*** Document extract ***

Amelia Starr is executive director at Livable Housing Australia, and was awarded the Churchill Fellowship in 2003. She was previously trained in occupational therapy and has a background in disability advocacy and policy.

Architecture & Design spoke to Starr about how training as an occupational therapist has influenced her current work, what Australia can learn from other countries when it comes to livable housing and what the industry can do to help create inclusive housing.

You are a qualified occupational therapist. How has that earlier career experience influenced your current work with Livable Housing Australia?

I started my career working with people who had acquired spinal cord injuries. These experiences ignited my passion for better designed housing. I discovered that it was only when a person returned home, after months of intensive rehabilitation, that the difficulties associated with their home’s design started to emerge. They would notice little things, such as finding that the backyard BBQ area could only be reached by steps. There were also big things, like realising that a friend’s or family member’s home was completely inaccessible.

For me, I realised this was my life’s mission when I began working with a young woman with a spinal injury. She was so excited to be leaving rehab before Christmas, only to discover that her grandparents’ home, where everyone gathered during the Christmas season, had steps at every entrance and the main bathroom was upstairs. She also had to move home with her parents, as the home she had purchased with her fiancĂ© required substantial changes just so she could get through the front door. 

It wasn't the injury that nearly broke her – it was the realisation that the social world and the homes she loved were suddenly not welcoming to her anymore. Over the months I visited her, I saw this bright, bubbly person become more and more isolated from her friends and family as it was “just too difficult” to visit the homes of the people she loved. It was these kinds of moments that inspired me to find out how we could build homes that could better meet our changing needs.

Subsequently, I was awarded the Churchill Fellowship to research livable design initiatives internationally. I was so inspired by the forward-thinking practices in countries such as Denmark, Norway and the UK, where livable design is viewed as critical to good design. I returned to Australia committed to seeing this approach adopted here.

*** End of Document extract ***
*** Data extract ***

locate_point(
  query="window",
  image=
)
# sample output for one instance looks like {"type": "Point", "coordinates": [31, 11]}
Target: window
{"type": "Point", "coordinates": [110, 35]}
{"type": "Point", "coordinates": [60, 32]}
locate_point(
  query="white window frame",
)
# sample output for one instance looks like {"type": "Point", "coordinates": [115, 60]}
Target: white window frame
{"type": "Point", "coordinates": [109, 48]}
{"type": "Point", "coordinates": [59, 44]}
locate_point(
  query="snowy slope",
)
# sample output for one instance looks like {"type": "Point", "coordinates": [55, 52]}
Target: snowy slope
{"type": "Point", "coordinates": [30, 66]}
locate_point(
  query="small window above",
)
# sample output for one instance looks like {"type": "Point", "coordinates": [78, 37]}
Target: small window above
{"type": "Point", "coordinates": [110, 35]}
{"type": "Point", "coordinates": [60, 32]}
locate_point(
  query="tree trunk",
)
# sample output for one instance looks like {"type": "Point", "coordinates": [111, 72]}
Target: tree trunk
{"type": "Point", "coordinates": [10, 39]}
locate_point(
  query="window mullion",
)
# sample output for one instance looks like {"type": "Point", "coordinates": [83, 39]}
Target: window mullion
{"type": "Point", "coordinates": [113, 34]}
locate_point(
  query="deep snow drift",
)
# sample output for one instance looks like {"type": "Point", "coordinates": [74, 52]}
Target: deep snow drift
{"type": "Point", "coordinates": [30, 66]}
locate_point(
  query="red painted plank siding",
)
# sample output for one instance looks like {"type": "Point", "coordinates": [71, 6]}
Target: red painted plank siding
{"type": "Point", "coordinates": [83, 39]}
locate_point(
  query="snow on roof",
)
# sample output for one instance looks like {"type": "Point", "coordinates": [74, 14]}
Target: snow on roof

*** End of Data extract ***

*Problem details*
Copy from the interview with Amelia Starr the passage starting at "I started my" and ending at "was completely inaccessible.".

*Expected answer*
I started my career working with people who had acquired spinal cord injuries. These experiences ignited my passion for better designed housing. I discovered that it was only when a person returned home, after months of intensive rehabilitation, that the difficulties associated with their home’s design started to emerge. They would notice little things, such as finding that the backyard BBQ area could only be reached by steps. There were also big things, like realising that a friend’s or family member’s home was completely inaccessible.